• _Written exercise_:
Output, with no changes, the span of lines that opens with the line containing "Could you please identify the flower stem" and closes with the last line.

• _Exercise materials_:
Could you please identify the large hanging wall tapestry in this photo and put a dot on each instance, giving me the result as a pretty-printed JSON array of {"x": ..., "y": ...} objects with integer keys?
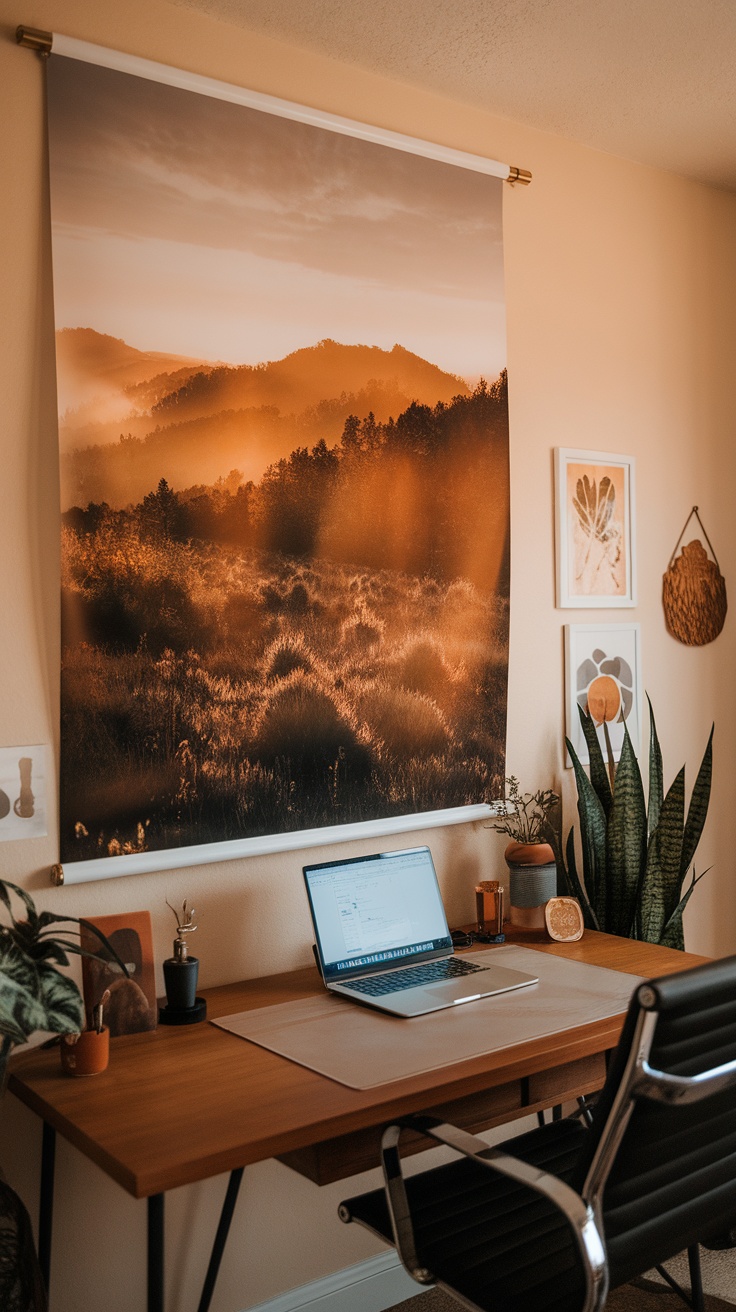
[
  {"x": 285, "y": 487},
  {"x": 694, "y": 591}
]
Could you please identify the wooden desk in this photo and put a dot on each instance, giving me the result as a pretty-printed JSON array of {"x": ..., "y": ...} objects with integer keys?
[{"x": 185, "y": 1104}]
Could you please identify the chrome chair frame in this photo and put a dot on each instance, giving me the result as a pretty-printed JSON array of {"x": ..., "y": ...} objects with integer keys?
[{"x": 584, "y": 1211}]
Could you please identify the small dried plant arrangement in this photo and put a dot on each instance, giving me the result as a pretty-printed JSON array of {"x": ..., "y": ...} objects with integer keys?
[
  {"x": 528, "y": 816},
  {"x": 598, "y": 525}
]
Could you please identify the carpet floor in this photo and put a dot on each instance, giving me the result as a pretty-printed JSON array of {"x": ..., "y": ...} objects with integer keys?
[{"x": 650, "y": 1294}]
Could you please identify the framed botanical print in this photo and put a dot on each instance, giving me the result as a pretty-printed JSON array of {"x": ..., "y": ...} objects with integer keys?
[
  {"x": 594, "y": 529},
  {"x": 604, "y": 677}
]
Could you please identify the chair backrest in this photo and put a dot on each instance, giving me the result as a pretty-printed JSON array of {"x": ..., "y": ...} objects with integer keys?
[{"x": 660, "y": 1161}]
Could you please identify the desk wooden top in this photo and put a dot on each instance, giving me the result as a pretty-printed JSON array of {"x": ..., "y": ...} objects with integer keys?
[{"x": 184, "y": 1104}]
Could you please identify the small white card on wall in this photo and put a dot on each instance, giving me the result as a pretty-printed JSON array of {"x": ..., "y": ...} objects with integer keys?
[{"x": 22, "y": 793}]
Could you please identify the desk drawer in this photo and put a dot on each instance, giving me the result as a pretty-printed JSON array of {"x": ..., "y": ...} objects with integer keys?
[
  {"x": 349, "y": 1155},
  {"x": 566, "y": 1083}
]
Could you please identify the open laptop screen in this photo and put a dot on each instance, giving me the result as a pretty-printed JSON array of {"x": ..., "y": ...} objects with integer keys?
[{"x": 373, "y": 912}]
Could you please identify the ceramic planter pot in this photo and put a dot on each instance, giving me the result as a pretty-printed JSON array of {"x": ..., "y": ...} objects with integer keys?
[
  {"x": 88, "y": 1055},
  {"x": 533, "y": 879}
]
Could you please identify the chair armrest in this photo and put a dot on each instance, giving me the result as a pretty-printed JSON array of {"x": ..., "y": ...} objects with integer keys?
[
  {"x": 571, "y": 1205},
  {"x": 682, "y": 1089}
]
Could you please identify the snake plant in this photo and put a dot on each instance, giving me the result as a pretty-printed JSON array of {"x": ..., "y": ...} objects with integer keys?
[{"x": 635, "y": 860}]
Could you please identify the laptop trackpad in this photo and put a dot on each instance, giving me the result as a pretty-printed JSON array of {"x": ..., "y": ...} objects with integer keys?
[{"x": 493, "y": 979}]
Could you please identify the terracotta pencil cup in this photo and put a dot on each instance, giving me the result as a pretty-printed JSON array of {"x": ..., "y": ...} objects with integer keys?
[{"x": 88, "y": 1055}]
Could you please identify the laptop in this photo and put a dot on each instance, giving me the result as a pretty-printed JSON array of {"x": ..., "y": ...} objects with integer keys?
[{"x": 382, "y": 936}]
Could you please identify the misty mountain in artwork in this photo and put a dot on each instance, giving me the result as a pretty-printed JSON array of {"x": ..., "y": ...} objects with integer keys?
[
  {"x": 284, "y": 467},
  {"x": 285, "y": 594}
]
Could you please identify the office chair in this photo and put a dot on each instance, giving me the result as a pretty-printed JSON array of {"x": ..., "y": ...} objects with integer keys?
[{"x": 550, "y": 1220}]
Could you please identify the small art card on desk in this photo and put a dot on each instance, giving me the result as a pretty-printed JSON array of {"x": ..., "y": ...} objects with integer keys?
[{"x": 131, "y": 1008}]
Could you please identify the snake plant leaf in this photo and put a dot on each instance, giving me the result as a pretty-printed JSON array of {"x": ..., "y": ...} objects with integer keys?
[
  {"x": 575, "y": 887},
  {"x": 673, "y": 934},
  {"x": 593, "y": 839},
  {"x": 598, "y": 773},
  {"x": 698, "y": 808},
  {"x": 661, "y": 884},
  {"x": 656, "y": 778},
  {"x": 626, "y": 842},
  {"x": 21, "y": 1005},
  {"x": 62, "y": 1001}
]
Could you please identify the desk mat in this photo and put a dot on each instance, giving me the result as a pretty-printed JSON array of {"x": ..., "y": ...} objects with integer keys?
[{"x": 362, "y": 1048}]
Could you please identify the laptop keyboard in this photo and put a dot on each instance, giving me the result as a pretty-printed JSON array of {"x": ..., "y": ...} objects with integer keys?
[{"x": 413, "y": 976}]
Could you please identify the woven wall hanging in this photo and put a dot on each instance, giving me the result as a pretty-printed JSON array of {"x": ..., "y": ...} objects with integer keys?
[{"x": 694, "y": 591}]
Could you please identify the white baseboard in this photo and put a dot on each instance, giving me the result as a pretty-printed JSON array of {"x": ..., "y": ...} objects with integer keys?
[{"x": 369, "y": 1286}]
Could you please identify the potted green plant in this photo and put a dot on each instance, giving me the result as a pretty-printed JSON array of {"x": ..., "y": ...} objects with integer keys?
[
  {"x": 533, "y": 875},
  {"x": 635, "y": 858},
  {"x": 34, "y": 996}
]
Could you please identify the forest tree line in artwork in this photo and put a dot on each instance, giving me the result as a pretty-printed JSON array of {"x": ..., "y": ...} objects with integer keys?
[{"x": 320, "y": 646}]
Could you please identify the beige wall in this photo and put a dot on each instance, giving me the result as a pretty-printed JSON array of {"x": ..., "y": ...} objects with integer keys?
[{"x": 621, "y": 286}]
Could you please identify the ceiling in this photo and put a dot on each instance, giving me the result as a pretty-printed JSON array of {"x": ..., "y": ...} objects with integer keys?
[{"x": 652, "y": 80}]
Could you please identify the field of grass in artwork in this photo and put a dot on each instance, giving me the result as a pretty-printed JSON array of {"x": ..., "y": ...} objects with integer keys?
[{"x": 218, "y": 692}]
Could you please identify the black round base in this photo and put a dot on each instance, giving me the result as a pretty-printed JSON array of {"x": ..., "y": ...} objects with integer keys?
[{"x": 184, "y": 1014}]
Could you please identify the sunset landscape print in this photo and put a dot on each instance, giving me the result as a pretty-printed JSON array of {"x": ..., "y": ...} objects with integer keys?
[{"x": 285, "y": 490}]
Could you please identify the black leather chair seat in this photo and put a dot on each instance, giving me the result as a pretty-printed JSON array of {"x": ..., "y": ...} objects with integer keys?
[{"x": 471, "y": 1227}]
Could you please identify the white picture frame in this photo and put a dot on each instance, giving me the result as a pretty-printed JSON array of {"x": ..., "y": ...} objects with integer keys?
[
  {"x": 594, "y": 537},
  {"x": 609, "y": 656}
]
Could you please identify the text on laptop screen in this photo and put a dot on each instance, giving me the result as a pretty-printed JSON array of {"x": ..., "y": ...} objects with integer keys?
[{"x": 374, "y": 911}]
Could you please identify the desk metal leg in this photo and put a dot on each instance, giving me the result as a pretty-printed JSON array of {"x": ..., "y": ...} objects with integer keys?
[
  {"x": 221, "y": 1237},
  {"x": 46, "y": 1207},
  {"x": 156, "y": 1253}
]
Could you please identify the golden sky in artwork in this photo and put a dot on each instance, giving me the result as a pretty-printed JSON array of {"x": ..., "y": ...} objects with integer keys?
[{"x": 206, "y": 228}]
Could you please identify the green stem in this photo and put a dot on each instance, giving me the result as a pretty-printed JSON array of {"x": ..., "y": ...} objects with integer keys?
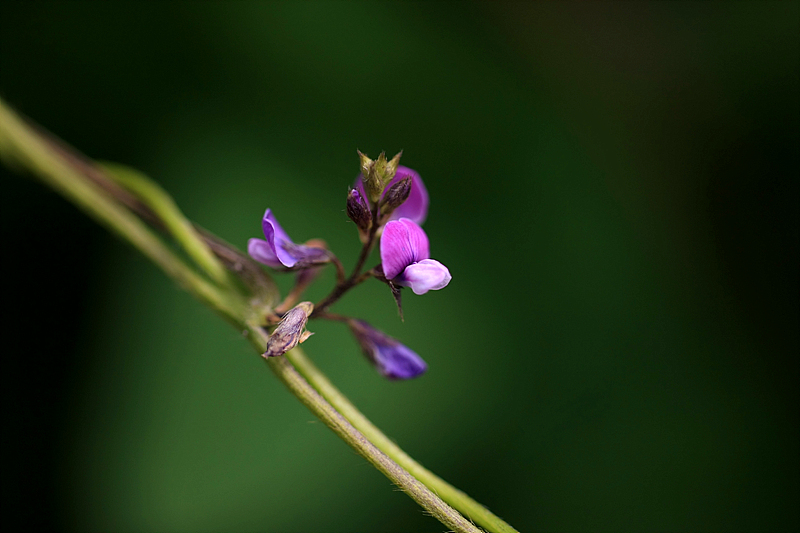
[
  {"x": 458, "y": 499},
  {"x": 176, "y": 224},
  {"x": 21, "y": 146}
]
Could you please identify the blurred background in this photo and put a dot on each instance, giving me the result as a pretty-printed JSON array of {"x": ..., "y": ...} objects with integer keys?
[{"x": 614, "y": 187}]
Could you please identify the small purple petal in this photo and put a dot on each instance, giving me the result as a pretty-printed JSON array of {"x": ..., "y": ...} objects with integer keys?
[
  {"x": 402, "y": 244},
  {"x": 425, "y": 276},
  {"x": 390, "y": 357},
  {"x": 278, "y": 240},
  {"x": 278, "y": 250},
  {"x": 416, "y": 206}
]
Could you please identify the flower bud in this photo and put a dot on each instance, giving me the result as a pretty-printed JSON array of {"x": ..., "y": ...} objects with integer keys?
[
  {"x": 358, "y": 210},
  {"x": 395, "y": 196},
  {"x": 291, "y": 330},
  {"x": 390, "y": 357},
  {"x": 378, "y": 173}
]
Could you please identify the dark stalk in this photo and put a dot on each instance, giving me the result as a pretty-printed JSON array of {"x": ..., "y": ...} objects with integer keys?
[{"x": 355, "y": 278}]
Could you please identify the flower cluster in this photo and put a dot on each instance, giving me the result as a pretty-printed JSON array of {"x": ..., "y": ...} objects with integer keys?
[{"x": 388, "y": 203}]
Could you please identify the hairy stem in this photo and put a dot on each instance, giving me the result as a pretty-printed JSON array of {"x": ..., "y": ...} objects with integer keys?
[{"x": 354, "y": 279}]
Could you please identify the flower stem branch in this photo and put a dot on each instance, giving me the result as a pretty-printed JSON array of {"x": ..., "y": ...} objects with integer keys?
[{"x": 343, "y": 286}]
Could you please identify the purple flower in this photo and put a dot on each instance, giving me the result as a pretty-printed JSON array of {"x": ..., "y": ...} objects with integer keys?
[
  {"x": 278, "y": 250},
  {"x": 405, "y": 256},
  {"x": 416, "y": 206},
  {"x": 390, "y": 357}
]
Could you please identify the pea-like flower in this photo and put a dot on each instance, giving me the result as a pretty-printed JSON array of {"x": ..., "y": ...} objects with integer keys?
[
  {"x": 278, "y": 250},
  {"x": 405, "y": 257},
  {"x": 416, "y": 206},
  {"x": 390, "y": 357}
]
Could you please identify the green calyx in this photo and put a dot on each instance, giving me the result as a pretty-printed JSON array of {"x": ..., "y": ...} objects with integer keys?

• _Exercise answer_:
Could you please identify the flower stem branch in this photo and put a dot on each instance, giving me the result as a pretty-printed JSON array of {"x": ..., "y": ...} objects with integer keys?
[{"x": 343, "y": 286}]
Could you please identify the purple flower in this photo and put a dot on each instance, giving me the result as a pretty-printed JSON array of {"x": ..., "y": ...} objects with integer keys?
[
  {"x": 278, "y": 250},
  {"x": 405, "y": 256},
  {"x": 416, "y": 206},
  {"x": 390, "y": 357}
]
Could you please identify the pea-like flower in this photo and put a dot on each instance, giving me the result as a pretty-printed JSON array of {"x": ..., "y": ...} objects with integer keys?
[
  {"x": 278, "y": 250},
  {"x": 405, "y": 257},
  {"x": 416, "y": 206},
  {"x": 390, "y": 357}
]
Could you please identify the green calyx in this photo and put a dot on each instance, giving me the result as a pretty-printed JSON array of {"x": ..., "y": ...} objects with integer keys?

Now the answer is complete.